# Exercise:
Scan the records for the string "tree". State how many lines contain it and add nothing.

# Data excerpts:
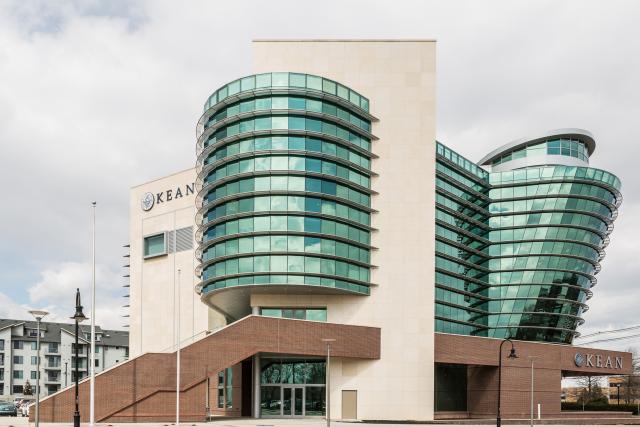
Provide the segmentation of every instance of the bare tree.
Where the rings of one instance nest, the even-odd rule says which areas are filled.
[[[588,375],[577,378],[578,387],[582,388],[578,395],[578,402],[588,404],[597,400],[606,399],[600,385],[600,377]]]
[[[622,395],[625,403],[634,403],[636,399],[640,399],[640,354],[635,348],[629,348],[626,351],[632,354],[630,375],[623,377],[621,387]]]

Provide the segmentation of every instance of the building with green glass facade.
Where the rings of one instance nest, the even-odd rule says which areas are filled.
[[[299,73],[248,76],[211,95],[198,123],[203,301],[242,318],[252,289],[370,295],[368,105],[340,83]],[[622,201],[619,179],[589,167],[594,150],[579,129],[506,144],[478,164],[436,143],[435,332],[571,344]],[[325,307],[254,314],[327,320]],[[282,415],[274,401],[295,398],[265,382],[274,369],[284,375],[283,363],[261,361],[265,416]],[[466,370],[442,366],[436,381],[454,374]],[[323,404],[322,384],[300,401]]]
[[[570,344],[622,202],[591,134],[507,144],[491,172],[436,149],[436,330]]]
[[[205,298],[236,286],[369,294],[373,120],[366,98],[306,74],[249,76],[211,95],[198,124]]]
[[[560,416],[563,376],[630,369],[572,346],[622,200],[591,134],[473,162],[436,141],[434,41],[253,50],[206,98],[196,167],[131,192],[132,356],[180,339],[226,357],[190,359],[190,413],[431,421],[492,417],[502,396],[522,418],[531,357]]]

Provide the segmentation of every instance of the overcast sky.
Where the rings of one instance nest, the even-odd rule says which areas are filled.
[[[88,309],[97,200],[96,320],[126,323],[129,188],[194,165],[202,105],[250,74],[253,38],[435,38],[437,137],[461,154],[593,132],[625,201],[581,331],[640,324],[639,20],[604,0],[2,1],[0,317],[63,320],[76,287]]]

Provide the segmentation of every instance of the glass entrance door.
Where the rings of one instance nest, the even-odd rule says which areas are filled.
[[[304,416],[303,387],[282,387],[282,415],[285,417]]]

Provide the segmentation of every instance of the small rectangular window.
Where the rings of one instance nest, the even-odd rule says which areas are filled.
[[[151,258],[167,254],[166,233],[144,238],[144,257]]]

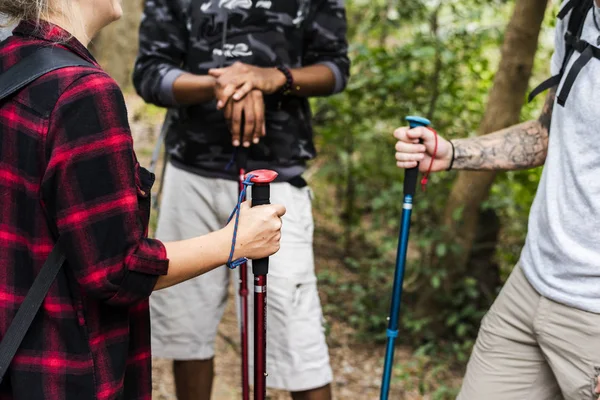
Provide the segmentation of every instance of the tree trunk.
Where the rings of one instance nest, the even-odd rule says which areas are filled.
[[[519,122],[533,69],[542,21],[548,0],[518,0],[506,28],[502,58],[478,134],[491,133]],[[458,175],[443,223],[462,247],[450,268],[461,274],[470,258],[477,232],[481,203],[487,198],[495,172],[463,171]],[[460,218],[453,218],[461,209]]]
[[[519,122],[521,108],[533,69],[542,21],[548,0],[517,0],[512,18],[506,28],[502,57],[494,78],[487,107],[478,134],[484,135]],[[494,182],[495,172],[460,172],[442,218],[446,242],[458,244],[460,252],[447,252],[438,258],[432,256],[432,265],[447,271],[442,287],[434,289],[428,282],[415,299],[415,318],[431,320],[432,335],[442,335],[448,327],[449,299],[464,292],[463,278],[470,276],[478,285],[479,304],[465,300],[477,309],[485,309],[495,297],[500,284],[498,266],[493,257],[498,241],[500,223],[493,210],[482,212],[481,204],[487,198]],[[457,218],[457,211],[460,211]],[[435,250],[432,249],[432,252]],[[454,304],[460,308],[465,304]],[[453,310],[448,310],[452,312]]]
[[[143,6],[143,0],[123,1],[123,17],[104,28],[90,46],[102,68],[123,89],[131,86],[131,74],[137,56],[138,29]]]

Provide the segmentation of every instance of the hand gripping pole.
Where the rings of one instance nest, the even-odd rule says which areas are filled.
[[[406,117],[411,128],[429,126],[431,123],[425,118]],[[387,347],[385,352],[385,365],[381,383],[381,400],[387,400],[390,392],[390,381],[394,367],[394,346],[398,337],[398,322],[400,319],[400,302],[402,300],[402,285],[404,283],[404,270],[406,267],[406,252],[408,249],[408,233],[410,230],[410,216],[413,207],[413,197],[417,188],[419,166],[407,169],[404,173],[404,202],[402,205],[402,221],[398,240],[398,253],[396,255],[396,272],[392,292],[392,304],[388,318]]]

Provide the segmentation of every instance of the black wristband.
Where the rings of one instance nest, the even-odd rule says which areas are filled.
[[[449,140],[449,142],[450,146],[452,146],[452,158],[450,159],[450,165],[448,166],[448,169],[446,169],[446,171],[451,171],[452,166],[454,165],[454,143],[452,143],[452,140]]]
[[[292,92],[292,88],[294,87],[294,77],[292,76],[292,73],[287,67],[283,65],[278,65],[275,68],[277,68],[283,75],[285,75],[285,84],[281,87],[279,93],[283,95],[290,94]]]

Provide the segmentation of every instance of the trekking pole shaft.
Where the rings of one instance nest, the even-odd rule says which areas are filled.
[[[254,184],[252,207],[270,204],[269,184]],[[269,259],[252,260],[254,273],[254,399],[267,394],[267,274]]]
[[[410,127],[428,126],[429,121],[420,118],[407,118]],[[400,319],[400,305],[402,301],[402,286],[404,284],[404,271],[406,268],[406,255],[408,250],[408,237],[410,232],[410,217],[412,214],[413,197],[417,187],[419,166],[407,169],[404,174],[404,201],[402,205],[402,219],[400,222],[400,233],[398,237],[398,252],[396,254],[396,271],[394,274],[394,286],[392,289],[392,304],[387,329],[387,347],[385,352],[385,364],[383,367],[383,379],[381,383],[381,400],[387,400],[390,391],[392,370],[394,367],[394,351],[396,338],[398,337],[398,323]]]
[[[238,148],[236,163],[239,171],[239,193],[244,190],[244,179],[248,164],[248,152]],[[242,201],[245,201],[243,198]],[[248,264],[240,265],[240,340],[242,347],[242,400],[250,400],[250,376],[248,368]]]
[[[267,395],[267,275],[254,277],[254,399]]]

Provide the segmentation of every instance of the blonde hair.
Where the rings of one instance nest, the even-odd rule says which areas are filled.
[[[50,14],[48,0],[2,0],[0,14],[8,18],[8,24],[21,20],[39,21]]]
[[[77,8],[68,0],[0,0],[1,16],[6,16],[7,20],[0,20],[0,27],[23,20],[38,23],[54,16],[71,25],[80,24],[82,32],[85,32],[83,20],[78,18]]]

# Task answer:
2